**Exercise 1**
From the passage on SNP extraction, copy the text from "Next, we used" up to and including "in 18,349 genes).".
**Exercise 2**
In the passage on SNP extraction, why were levels of deleteriousness assigned using a consensus prediction, and what rule set the label?

═══ Text for analysis

Next, we used dbNSFP v2.1 (Liu et al., 2011) (released 3 October 2013) to extract all possible SNP locations within each gene. The database provides translations of nucleotide variants into alternate amino acids, which we indexed with respect to the corresponding proteins. All SNP functional predictions (benign vs. damaging) were retrieved from the pre-computed scores for six sequence-based deleterious predictors available from dbNSFP. To resolve discrepancies among prediction algorithms, we assigned levels of deleteriousness using the consensus prediction. A variant is regarded as “deleterious” if ≥ 3/6 predictors reported the variant as “deleterious”, and as “non-deleterious” if the predictions suggest otherwise. Later, the initial set of SNPs was filtered such that only variants located in known genes were retained (68,165,196 nsSNP locations in 18,349 genes).

══════
═══ Listed records

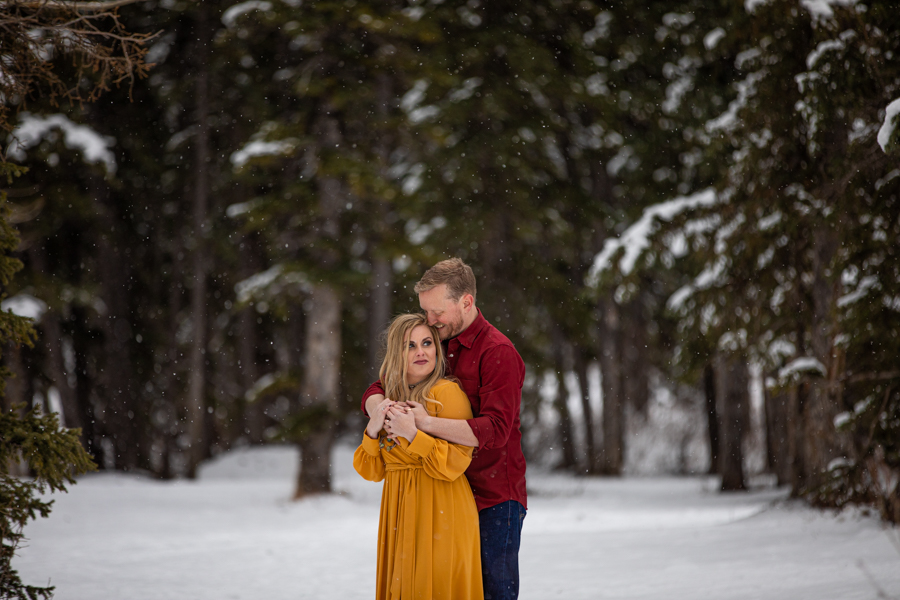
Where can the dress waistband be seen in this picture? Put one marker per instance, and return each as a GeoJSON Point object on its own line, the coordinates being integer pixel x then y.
{"type": "Point", "coordinates": [400, 467]}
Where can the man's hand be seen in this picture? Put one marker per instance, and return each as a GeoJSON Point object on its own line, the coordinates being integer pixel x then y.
{"type": "Point", "coordinates": [377, 420]}
{"type": "Point", "coordinates": [372, 403]}
{"type": "Point", "coordinates": [401, 422]}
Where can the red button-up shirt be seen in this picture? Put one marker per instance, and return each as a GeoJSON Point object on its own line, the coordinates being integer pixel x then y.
{"type": "Point", "coordinates": [491, 373]}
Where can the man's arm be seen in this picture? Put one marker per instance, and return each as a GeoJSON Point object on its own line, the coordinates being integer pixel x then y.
{"type": "Point", "coordinates": [369, 403]}
{"type": "Point", "coordinates": [502, 374]}
{"type": "Point", "coordinates": [456, 431]}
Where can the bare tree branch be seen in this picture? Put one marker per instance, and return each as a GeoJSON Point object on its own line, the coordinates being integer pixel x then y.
{"type": "Point", "coordinates": [81, 7]}
{"type": "Point", "coordinates": [36, 35]}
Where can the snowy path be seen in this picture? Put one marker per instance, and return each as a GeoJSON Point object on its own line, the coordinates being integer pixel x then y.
{"type": "Point", "coordinates": [234, 535]}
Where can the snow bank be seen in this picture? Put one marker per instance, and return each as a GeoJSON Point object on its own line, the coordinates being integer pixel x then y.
{"type": "Point", "coordinates": [234, 533]}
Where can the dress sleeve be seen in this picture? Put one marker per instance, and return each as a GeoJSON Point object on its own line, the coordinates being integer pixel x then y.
{"type": "Point", "coordinates": [441, 459]}
{"type": "Point", "coordinates": [375, 388]}
{"type": "Point", "coordinates": [367, 459]}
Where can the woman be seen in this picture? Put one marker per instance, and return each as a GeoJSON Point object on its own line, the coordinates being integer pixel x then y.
{"type": "Point", "coordinates": [428, 543]}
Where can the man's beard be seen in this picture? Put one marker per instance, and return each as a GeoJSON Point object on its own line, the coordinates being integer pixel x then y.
{"type": "Point", "coordinates": [451, 330]}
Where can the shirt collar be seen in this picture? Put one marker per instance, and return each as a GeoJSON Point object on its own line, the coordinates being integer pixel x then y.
{"type": "Point", "coordinates": [470, 333]}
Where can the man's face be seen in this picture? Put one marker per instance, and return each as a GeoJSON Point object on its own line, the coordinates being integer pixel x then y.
{"type": "Point", "coordinates": [442, 312]}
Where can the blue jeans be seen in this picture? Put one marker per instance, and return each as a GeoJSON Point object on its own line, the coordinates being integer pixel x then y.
{"type": "Point", "coordinates": [501, 533]}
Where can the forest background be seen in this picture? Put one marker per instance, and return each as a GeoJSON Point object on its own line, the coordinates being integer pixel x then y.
{"type": "Point", "coordinates": [668, 194]}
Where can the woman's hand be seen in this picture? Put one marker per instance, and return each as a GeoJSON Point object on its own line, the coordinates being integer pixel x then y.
{"type": "Point", "coordinates": [401, 423]}
{"type": "Point", "coordinates": [376, 420]}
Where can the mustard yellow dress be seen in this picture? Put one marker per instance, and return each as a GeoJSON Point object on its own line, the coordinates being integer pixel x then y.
{"type": "Point", "coordinates": [428, 540]}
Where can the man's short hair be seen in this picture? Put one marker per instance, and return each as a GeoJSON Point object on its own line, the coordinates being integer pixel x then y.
{"type": "Point", "coordinates": [453, 272]}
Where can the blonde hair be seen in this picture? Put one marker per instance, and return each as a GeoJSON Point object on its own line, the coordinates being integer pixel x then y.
{"type": "Point", "coordinates": [453, 272]}
{"type": "Point", "coordinates": [395, 364]}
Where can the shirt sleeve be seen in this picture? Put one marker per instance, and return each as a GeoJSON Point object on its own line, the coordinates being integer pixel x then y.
{"type": "Point", "coordinates": [373, 389]}
{"type": "Point", "coordinates": [502, 376]}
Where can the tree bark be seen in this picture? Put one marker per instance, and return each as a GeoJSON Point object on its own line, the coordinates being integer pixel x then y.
{"type": "Point", "coordinates": [323, 333]}
{"type": "Point", "coordinates": [712, 417]}
{"type": "Point", "coordinates": [196, 403]}
{"type": "Point", "coordinates": [561, 403]}
{"type": "Point", "coordinates": [590, 450]}
{"type": "Point", "coordinates": [251, 414]}
{"type": "Point", "coordinates": [612, 458]}
{"type": "Point", "coordinates": [320, 389]}
{"type": "Point", "coordinates": [633, 339]}
{"type": "Point", "coordinates": [380, 292]}
{"type": "Point", "coordinates": [778, 420]}
{"type": "Point", "coordinates": [822, 443]}
{"type": "Point", "coordinates": [732, 387]}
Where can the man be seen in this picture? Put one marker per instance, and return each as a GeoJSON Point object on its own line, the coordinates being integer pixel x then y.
{"type": "Point", "coordinates": [491, 372]}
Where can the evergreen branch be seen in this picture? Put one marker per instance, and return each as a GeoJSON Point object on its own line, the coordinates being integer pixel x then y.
{"type": "Point", "coordinates": [81, 7]}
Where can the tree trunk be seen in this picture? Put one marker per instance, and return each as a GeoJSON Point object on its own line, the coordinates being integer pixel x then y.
{"type": "Point", "coordinates": [633, 339]}
{"type": "Point", "coordinates": [613, 455]}
{"type": "Point", "coordinates": [778, 420]}
{"type": "Point", "coordinates": [322, 362]}
{"type": "Point", "coordinates": [561, 403]}
{"type": "Point", "coordinates": [732, 387]}
{"type": "Point", "coordinates": [320, 389]}
{"type": "Point", "coordinates": [196, 404]}
{"type": "Point", "coordinates": [380, 291]}
{"type": "Point", "coordinates": [251, 417]}
{"type": "Point", "coordinates": [822, 443]}
{"type": "Point", "coordinates": [84, 383]}
{"type": "Point", "coordinates": [712, 417]}
{"type": "Point", "coordinates": [590, 450]}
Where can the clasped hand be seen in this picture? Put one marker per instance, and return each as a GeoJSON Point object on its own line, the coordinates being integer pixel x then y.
{"type": "Point", "coordinates": [398, 419]}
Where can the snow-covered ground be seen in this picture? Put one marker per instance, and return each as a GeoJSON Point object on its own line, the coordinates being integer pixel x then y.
{"type": "Point", "coordinates": [234, 534]}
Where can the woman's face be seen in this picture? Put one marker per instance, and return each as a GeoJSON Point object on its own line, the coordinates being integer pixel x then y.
{"type": "Point", "coordinates": [421, 352]}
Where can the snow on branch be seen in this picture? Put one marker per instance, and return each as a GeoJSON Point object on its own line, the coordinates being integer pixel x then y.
{"type": "Point", "coordinates": [233, 13]}
{"type": "Point", "coordinates": [24, 305]}
{"type": "Point", "coordinates": [636, 238]}
{"type": "Point", "coordinates": [728, 120]}
{"type": "Point", "coordinates": [890, 122]}
{"type": "Point", "coordinates": [258, 148]}
{"type": "Point", "coordinates": [804, 364]}
{"type": "Point", "coordinates": [270, 284]}
{"type": "Point", "coordinates": [32, 130]}
{"type": "Point", "coordinates": [822, 9]}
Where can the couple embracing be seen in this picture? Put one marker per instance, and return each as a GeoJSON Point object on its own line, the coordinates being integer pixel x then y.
{"type": "Point", "coordinates": [444, 435]}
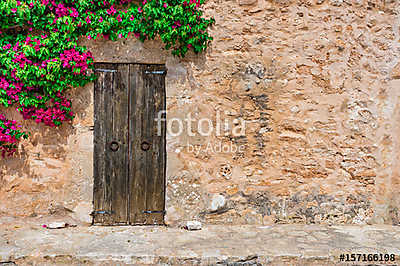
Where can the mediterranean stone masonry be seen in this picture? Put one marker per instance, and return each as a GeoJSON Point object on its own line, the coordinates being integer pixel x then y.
{"type": "Point", "coordinates": [318, 84]}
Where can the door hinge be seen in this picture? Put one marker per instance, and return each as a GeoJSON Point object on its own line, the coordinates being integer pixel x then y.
{"type": "Point", "coordinates": [101, 212]}
{"type": "Point", "coordinates": [150, 212]}
{"type": "Point", "coordinates": [158, 72]}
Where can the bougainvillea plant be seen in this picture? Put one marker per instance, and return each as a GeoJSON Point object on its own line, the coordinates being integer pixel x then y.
{"type": "Point", "coordinates": [40, 55]}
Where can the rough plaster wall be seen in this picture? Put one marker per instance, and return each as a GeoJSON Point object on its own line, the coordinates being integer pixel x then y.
{"type": "Point", "coordinates": [316, 82]}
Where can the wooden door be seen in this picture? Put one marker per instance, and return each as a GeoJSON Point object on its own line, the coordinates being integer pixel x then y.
{"type": "Point", "coordinates": [129, 145]}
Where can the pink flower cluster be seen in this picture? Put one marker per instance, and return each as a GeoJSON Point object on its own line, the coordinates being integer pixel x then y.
{"type": "Point", "coordinates": [58, 112]}
{"type": "Point", "coordinates": [75, 60]}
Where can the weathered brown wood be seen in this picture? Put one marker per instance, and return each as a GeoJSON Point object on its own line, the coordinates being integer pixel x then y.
{"type": "Point", "coordinates": [129, 181]}
{"type": "Point", "coordinates": [137, 156]}
{"type": "Point", "coordinates": [119, 158]}
{"type": "Point", "coordinates": [103, 125]}
{"type": "Point", "coordinates": [155, 88]}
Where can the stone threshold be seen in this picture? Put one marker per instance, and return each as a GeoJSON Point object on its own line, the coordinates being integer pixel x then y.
{"type": "Point", "coordinates": [29, 244]}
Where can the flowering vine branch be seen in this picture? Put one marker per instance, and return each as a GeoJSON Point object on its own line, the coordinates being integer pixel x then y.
{"type": "Point", "coordinates": [40, 55]}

══════

**Answer area 1**
Next, we used dbNSFP v2.1 (Liu et al., 2011) (released 3 October 2013) to extract all possible SNP locations within each gene. The database provides translations of nucleotide variants into alternate amino acids, which we indexed with respect to the corresponding proteins. All SNP functional predictions (benign vs. damaging) were retrieved from the pre-computed scores for six sequence-based deleterious predictors available from dbNSFP. To resolve discrepancies among prediction algorithms, we assigned levels of deleteriousness using the consensus prediction. A variant is regarded as “deleterious” if ≥ 3/6 predictors reported the variant as “deleterious”, and as “non-deleterious” if the predictions suggest otherwise. Later, the initial set of SNPs was filtered such that only variants located in known genes were retained (68,165,196 nsSNP locations in 18,349 genes).

**Answer area 2**
The consensus prediction was used to resolve discrepancies among the six prediction algorithms. A variant was labeled "deleterious" if at least 3 of the 6 predictors reported it as deleterious, and "non-deleterious" otherwise.